--- ИСХОДНЫЕ ДАННЫЕ ---
◆ ◆ ◆

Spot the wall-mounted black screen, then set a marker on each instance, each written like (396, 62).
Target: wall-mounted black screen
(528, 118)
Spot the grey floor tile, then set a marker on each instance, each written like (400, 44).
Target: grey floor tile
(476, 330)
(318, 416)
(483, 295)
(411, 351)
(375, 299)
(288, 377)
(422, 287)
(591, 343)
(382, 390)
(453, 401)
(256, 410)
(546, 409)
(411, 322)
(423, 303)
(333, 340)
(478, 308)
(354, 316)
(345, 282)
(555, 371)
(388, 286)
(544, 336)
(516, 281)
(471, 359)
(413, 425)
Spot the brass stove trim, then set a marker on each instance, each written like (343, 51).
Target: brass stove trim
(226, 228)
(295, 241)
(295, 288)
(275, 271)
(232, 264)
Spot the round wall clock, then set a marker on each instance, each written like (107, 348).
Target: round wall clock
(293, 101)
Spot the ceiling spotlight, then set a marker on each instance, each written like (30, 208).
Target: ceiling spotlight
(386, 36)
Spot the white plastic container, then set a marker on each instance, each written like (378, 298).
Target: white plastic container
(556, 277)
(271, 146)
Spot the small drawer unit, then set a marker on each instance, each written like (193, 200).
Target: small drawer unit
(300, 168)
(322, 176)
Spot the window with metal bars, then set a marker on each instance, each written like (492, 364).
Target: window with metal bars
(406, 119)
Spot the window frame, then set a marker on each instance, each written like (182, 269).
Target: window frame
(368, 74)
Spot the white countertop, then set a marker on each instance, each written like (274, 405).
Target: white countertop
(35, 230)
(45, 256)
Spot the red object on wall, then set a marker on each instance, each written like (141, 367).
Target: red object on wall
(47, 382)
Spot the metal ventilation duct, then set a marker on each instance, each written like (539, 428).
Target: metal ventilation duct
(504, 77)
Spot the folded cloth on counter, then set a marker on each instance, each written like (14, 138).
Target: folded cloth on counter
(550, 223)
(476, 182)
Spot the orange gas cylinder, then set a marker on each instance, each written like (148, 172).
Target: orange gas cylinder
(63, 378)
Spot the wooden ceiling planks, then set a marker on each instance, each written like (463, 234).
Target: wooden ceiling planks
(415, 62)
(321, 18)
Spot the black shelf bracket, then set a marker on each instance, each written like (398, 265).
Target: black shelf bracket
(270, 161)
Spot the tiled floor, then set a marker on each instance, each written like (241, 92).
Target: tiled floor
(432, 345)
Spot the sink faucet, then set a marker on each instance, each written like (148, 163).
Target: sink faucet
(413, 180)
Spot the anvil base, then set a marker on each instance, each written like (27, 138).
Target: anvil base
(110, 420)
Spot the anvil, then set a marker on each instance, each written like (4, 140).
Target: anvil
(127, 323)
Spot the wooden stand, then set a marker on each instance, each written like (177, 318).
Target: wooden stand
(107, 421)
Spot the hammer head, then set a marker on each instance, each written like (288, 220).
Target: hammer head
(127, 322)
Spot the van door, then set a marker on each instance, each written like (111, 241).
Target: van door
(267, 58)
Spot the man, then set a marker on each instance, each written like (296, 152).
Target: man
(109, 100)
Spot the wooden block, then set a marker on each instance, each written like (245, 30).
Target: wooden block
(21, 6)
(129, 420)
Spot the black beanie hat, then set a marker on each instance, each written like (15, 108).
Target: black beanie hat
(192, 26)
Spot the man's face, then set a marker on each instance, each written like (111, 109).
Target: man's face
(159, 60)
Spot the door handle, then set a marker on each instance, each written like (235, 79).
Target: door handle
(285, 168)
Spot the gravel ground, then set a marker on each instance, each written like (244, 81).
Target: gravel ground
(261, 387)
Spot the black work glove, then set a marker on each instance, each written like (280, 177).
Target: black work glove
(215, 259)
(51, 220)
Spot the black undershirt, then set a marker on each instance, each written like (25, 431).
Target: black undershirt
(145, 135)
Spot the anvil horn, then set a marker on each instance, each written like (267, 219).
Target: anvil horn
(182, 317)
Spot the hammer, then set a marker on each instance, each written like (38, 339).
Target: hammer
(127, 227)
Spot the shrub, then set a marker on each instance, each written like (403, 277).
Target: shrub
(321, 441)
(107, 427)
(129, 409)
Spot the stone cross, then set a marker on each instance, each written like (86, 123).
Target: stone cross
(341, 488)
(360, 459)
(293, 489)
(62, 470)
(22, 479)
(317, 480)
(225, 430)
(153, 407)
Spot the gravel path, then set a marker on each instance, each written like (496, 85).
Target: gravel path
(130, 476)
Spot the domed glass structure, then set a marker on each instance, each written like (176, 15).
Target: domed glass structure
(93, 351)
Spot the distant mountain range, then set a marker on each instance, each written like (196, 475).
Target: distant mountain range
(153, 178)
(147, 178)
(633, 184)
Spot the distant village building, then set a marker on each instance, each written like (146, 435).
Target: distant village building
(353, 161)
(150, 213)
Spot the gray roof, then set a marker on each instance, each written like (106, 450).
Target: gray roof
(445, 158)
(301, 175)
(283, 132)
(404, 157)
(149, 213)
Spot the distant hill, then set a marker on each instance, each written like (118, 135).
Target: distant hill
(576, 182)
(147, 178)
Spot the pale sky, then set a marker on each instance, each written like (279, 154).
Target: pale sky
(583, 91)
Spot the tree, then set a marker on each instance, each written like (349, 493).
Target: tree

◆ ◆ ◆

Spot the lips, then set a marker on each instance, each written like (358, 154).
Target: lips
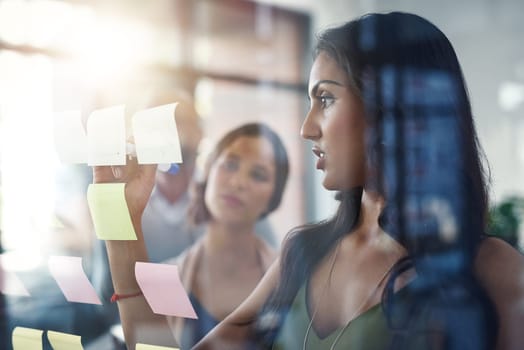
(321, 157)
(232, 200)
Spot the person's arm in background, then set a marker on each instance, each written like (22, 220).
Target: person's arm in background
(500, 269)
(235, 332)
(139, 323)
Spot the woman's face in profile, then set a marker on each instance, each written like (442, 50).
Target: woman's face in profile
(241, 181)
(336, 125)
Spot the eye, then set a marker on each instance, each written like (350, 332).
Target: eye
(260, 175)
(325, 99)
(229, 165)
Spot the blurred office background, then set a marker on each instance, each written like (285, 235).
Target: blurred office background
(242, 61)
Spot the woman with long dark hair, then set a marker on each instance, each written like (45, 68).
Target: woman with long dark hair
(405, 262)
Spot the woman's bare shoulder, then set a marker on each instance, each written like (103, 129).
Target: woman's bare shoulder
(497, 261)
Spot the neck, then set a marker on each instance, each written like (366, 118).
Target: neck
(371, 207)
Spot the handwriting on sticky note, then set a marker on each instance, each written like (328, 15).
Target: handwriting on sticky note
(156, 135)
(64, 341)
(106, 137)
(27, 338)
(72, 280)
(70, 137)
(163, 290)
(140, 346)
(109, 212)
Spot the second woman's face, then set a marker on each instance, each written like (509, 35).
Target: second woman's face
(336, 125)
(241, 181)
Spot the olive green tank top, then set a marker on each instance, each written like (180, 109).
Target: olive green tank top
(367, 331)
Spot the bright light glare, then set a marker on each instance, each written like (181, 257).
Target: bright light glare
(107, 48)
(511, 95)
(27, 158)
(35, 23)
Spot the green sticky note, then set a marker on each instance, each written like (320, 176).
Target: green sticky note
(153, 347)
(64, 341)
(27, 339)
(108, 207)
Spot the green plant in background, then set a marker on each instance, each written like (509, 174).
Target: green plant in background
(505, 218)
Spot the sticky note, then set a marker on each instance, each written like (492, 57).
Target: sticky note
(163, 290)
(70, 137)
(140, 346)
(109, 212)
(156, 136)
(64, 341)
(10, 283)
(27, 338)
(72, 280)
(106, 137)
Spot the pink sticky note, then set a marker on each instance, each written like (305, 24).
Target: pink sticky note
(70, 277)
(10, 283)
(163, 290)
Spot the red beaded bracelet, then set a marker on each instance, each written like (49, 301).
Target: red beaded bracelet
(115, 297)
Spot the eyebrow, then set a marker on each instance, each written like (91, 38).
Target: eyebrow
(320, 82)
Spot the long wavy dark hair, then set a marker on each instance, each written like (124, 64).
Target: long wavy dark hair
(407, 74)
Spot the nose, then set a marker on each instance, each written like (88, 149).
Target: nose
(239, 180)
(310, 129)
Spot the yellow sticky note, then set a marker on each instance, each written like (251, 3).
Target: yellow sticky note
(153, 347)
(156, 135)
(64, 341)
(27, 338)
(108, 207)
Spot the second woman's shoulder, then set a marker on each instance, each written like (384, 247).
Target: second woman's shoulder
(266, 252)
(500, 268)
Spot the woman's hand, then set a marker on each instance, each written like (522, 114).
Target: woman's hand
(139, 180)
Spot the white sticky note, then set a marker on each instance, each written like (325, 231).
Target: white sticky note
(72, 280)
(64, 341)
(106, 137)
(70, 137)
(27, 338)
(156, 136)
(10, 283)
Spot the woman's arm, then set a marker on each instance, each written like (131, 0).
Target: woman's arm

◆ ◆ ◆

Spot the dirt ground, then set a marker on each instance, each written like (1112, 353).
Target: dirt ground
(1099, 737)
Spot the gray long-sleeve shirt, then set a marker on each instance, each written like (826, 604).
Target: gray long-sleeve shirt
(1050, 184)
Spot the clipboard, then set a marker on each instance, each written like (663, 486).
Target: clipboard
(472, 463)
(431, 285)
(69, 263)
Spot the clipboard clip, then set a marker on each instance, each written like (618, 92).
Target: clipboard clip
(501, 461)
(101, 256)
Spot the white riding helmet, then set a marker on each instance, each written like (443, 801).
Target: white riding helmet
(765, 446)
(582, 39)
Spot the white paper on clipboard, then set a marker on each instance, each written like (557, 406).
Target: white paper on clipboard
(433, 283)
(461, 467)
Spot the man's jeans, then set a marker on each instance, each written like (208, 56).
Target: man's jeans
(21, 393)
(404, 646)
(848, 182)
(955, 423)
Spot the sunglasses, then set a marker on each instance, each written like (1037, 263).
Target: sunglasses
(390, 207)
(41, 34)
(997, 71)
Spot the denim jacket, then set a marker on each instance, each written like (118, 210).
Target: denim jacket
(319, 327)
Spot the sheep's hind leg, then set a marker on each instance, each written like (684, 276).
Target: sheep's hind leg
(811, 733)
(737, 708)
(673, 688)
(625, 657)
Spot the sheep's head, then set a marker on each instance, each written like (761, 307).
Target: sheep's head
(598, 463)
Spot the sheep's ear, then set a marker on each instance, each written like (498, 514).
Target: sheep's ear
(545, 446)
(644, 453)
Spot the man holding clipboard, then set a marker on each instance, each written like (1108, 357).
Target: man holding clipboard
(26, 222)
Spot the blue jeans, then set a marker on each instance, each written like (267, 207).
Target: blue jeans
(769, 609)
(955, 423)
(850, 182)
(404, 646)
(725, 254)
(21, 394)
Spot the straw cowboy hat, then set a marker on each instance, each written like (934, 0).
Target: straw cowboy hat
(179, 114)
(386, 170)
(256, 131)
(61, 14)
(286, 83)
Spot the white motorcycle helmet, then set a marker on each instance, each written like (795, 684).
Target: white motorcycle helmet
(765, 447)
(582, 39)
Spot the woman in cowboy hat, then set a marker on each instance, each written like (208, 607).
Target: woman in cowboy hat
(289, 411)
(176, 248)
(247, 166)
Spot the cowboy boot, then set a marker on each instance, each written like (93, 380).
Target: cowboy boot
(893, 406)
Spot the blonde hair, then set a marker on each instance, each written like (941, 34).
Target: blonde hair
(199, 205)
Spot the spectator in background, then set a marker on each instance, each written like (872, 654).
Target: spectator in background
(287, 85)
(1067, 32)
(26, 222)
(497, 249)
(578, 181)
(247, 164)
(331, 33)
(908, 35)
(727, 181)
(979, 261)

◆ ◆ ◆

--- ЗАДАНИЕ К ВЫПОЛНЕНИЮ ---
Перепишите без изменений строки данных между строкой, где есть «Spot the tree, then», и строкой, где есть «Target: tree», включая обе эти строки.

--- В ОТВЕТ ---
Spot the tree, then set a marker on each instance, each written like (349, 493).
Target: tree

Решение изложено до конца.